* [What this exercise asks]:
A. Transcribe the part of the GPU registration post that opens with the words containing "itkGPUDemonsRegistrationFilterTest 2 500" and closes with "in CMake configuration.".
B. Which CUDA version does the GPU registration post list in its environment?

* [Document]:
= = = = = = =
Hi,
I run itkGPUDemonsRegistrationFilterTest via ITKGPUPDEDeformableRegistrationTestDriver, and the GPU registration seemed not working. The result of GPU is almost the same as the moving image, even though the result of CPU looks good. I used the following arguments, which uses .png files in the external data folder.
itkGPUDemonsRegistrationFilterTest 2 500 PATH\TO\InsightToolkit-5.0.1-bin7\ExternalData\Modules\Registration\GPUPDEDeformable\test\Input\LenaFix.png PATH\TO\InsightToolkit-5.0.1-bin7\ExternalData\Modules\Registration\GPUPDEDeformable\test\Input\LenaMov.png PATH\TO\InsightToolkit-5.0.1-bin7\ExternalData\Modules\Registration\GPUPDEDeformable\test\Input\LenaOut.png
My environment is…
ITK 5.0.1
CMake 3.16.4
Cuda 10.2
Windows 10
The followings are checked in CMake configuration.
BUILD_EXAMPLES
BUILD_SHARED_LIB
BUILD_TESTING
ITK_USE_GPU
I would appreciate any advice.
= = = = = = =
[Stored items]

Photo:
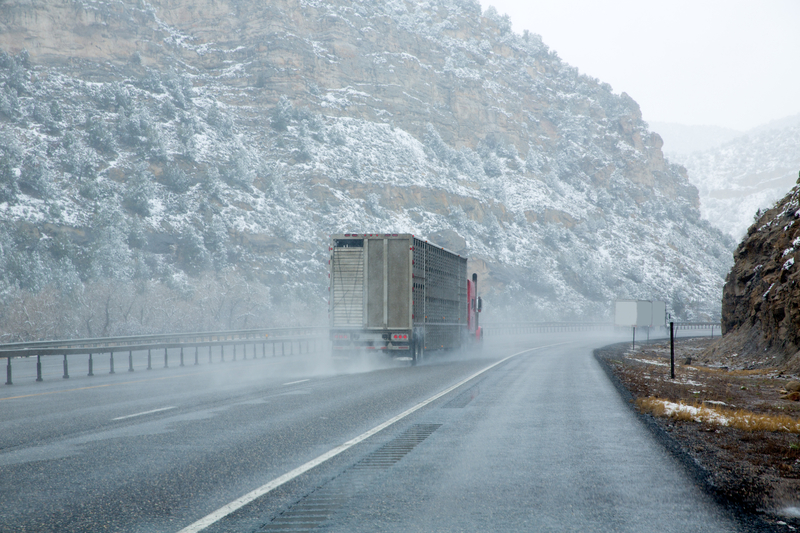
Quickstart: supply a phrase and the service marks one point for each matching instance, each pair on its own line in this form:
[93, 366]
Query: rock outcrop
[211, 137]
[761, 297]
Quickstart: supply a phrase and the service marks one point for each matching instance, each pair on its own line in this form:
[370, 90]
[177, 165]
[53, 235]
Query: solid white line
[145, 413]
[296, 382]
[277, 482]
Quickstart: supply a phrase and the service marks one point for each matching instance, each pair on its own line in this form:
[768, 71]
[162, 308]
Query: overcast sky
[731, 63]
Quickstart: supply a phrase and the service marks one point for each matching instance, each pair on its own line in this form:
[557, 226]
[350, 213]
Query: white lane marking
[145, 413]
[278, 481]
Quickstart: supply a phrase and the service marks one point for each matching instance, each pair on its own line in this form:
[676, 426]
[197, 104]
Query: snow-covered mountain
[741, 177]
[180, 164]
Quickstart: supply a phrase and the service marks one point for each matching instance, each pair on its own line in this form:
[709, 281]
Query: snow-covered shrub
[221, 121]
[179, 86]
[282, 114]
[152, 82]
[36, 177]
[99, 135]
[192, 254]
[175, 178]
[239, 169]
[139, 191]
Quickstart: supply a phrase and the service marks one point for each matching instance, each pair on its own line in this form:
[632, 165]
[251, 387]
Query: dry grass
[717, 415]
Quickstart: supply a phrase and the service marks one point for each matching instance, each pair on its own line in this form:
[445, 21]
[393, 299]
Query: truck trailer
[399, 294]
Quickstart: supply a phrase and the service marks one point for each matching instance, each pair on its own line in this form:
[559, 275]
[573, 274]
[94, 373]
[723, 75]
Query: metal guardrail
[543, 327]
[308, 337]
[560, 327]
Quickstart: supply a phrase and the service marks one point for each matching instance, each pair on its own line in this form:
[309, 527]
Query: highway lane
[541, 442]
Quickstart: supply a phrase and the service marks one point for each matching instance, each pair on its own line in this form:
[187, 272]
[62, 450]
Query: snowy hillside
[181, 165]
[750, 173]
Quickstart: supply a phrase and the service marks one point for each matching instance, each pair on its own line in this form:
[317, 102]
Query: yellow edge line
[96, 386]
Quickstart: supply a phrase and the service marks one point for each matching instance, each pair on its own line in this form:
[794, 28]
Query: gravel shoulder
[754, 473]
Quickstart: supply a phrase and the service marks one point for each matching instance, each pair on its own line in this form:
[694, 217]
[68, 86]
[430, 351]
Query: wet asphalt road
[541, 442]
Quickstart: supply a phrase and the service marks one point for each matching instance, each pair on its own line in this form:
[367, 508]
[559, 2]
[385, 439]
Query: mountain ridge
[211, 159]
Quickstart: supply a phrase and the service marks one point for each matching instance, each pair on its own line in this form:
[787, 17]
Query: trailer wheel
[418, 351]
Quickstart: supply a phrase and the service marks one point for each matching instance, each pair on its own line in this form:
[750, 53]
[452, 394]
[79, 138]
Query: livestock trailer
[399, 294]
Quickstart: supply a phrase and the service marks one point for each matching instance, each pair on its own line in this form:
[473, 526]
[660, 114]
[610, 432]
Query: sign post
[672, 350]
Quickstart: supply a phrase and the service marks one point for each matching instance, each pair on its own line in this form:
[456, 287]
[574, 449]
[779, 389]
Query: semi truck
[401, 295]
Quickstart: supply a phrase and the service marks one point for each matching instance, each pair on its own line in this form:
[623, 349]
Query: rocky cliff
[172, 143]
[761, 297]
[745, 174]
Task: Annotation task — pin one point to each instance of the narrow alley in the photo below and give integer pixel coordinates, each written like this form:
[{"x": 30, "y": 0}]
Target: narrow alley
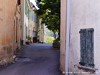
[{"x": 36, "y": 59}]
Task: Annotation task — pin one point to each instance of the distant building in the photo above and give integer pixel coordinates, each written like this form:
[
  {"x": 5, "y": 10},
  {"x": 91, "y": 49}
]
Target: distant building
[
  {"x": 29, "y": 21},
  {"x": 80, "y": 26}
]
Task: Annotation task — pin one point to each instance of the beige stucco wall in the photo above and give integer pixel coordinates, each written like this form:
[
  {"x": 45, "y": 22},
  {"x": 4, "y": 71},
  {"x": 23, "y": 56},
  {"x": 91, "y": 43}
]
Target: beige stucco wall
[
  {"x": 63, "y": 35},
  {"x": 84, "y": 14},
  {"x": 7, "y": 42}
]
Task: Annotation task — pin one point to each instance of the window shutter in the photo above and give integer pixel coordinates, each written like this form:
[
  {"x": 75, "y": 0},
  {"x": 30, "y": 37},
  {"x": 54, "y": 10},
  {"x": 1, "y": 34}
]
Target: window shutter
[{"x": 87, "y": 47}]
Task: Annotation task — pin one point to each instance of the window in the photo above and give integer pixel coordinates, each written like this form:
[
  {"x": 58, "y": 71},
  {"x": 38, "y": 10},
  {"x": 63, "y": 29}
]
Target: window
[{"x": 87, "y": 47}]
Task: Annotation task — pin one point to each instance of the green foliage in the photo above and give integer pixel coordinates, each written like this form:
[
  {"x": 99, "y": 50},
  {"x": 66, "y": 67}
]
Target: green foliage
[
  {"x": 49, "y": 39},
  {"x": 49, "y": 11}
]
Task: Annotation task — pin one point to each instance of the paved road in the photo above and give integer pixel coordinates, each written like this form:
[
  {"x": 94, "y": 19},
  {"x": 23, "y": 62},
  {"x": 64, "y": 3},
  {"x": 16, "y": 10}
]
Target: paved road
[{"x": 38, "y": 59}]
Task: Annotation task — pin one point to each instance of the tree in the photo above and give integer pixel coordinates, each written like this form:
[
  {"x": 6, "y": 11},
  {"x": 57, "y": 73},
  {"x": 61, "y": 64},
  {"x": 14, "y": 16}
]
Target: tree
[{"x": 49, "y": 11}]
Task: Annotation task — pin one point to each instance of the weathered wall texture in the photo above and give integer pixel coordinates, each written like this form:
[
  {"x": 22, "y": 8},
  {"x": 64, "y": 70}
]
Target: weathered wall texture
[
  {"x": 7, "y": 42},
  {"x": 63, "y": 35},
  {"x": 84, "y": 14}
]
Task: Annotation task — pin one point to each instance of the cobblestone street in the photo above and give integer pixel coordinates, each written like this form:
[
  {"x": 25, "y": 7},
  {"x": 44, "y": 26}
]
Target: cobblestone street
[{"x": 37, "y": 59}]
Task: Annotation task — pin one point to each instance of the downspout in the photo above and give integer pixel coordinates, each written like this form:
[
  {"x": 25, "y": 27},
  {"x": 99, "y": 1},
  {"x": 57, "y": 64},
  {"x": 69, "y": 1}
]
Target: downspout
[{"x": 68, "y": 25}]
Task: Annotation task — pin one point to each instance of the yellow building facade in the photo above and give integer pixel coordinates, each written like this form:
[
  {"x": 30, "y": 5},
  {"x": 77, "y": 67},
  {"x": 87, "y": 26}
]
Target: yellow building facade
[{"x": 9, "y": 27}]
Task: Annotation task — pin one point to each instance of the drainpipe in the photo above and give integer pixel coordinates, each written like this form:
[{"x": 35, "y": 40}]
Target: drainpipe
[{"x": 68, "y": 25}]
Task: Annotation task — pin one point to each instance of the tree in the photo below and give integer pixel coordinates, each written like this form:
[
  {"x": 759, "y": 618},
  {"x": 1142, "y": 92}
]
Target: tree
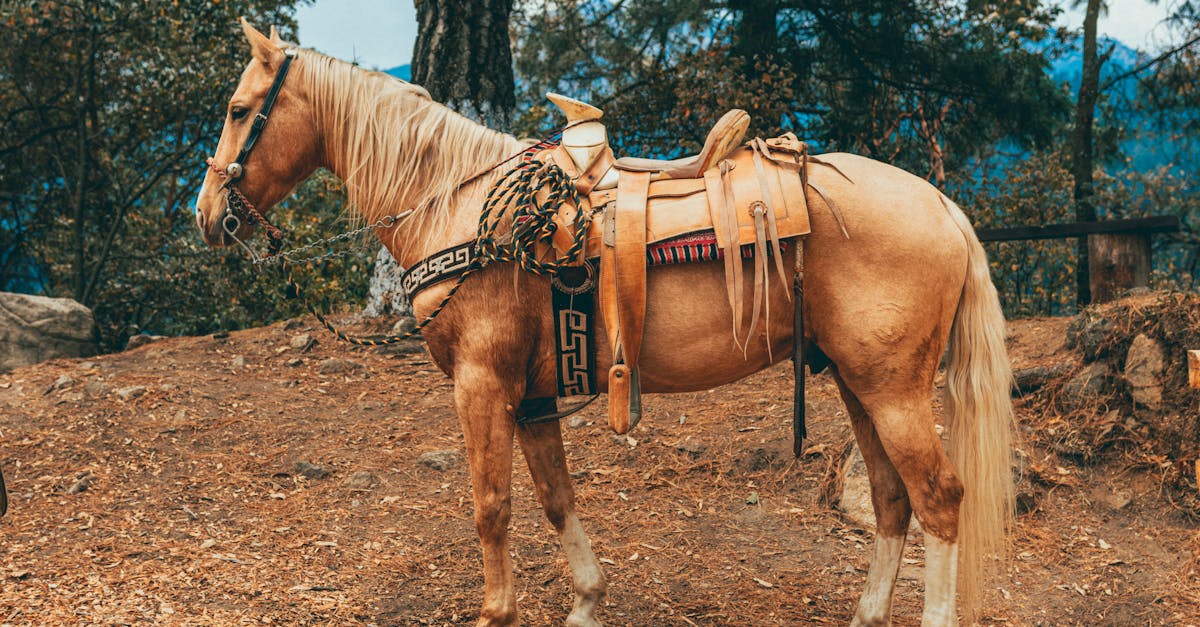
[
  {"x": 1083, "y": 150},
  {"x": 107, "y": 109},
  {"x": 919, "y": 83},
  {"x": 463, "y": 58}
]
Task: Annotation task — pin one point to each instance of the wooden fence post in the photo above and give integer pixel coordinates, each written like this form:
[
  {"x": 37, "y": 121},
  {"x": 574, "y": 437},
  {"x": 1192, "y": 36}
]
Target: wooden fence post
[{"x": 1117, "y": 262}]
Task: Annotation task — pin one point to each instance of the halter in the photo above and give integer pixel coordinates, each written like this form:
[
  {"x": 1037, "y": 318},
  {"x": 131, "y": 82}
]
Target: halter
[{"x": 235, "y": 201}]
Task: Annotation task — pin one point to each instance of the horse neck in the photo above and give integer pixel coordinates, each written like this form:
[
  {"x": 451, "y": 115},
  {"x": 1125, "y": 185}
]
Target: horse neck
[{"x": 397, "y": 150}]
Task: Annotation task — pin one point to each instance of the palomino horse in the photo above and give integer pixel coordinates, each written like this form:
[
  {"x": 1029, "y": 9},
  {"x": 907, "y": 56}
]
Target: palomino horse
[{"x": 881, "y": 305}]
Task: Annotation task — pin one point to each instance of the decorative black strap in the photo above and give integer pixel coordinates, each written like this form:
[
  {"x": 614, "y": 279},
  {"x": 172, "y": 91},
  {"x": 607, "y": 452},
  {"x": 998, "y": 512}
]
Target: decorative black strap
[
  {"x": 439, "y": 267},
  {"x": 264, "y": 112}
]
= = = = = = =
* [The answers]:
A.
itkGPUDemonsRegistrationFilterTest 2 500 PATH\TO\InsightToolkit-5.0.1-bin7\ExternalData\Modules\Registration\GPUPDEDeformable\test\Input\LenaFix.png PATH\TO\InsightToolkit-5.0.1-bin7\ExternalData\Modules\Registration\GPUPDEDeformable\test\Input\LenaMov.png PATH\TO\InsightToolkit-5.0.1-bin7\ExternalData\Modules\Registration\GPUPDEDeformable\test\Input\LenaOut.png
My environment is…
ITK 5.0.1
CMake 3.16.4
Cuda 10.2
Windows 10
The followings are checked in CMake configuration.

B. Cuda 10.2